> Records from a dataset
^^^^

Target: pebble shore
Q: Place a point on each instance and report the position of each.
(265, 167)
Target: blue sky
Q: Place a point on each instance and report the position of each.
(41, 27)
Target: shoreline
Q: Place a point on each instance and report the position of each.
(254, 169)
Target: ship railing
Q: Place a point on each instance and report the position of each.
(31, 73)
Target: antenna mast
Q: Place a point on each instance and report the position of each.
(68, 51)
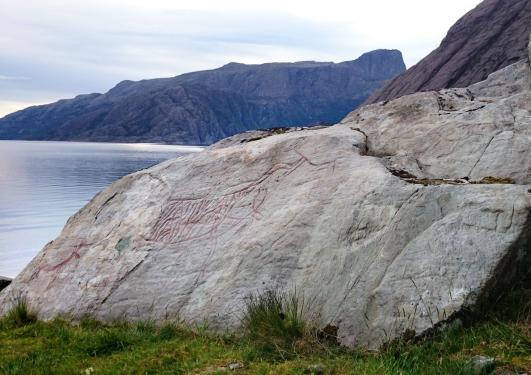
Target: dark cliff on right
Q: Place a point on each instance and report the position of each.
(490, 37)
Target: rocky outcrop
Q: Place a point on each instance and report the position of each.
(335, 212)
(488, 38)
(203, 107)
(483, 130)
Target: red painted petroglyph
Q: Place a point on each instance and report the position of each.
(192, 219)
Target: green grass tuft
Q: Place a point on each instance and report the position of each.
(20, 314)
(278, 323)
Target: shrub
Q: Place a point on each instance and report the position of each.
(277, 323)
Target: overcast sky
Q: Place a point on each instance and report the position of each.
(59, 48)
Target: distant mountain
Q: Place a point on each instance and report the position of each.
(486, 39)
(203, 107)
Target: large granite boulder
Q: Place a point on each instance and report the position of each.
(483, 130)
(326, 210)
(490, 37)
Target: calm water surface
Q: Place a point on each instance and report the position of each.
(43, 183)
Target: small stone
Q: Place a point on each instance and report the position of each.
(480, 365)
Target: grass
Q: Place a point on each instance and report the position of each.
(274, 324)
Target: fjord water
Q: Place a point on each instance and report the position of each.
(43, 183)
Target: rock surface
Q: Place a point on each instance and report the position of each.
(483, 130)
(203, 107)
(317, 209)
(488, 38)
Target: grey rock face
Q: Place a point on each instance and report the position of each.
(316, 209)
(203, 107)
(486, 39)
(4, 282)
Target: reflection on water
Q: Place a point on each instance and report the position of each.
(43, 183)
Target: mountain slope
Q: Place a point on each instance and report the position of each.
(203, 107)
(486, 39)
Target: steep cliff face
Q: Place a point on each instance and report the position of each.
(335, 212)
(203, 107)
(488, 38)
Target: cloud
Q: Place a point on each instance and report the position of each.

^^^^

> TASK TO COMPLETE
Which lines in the records above contain the string "grass"? Copy each one.

> EXERCISE RESULT
Target: green grass tuft
Target: grass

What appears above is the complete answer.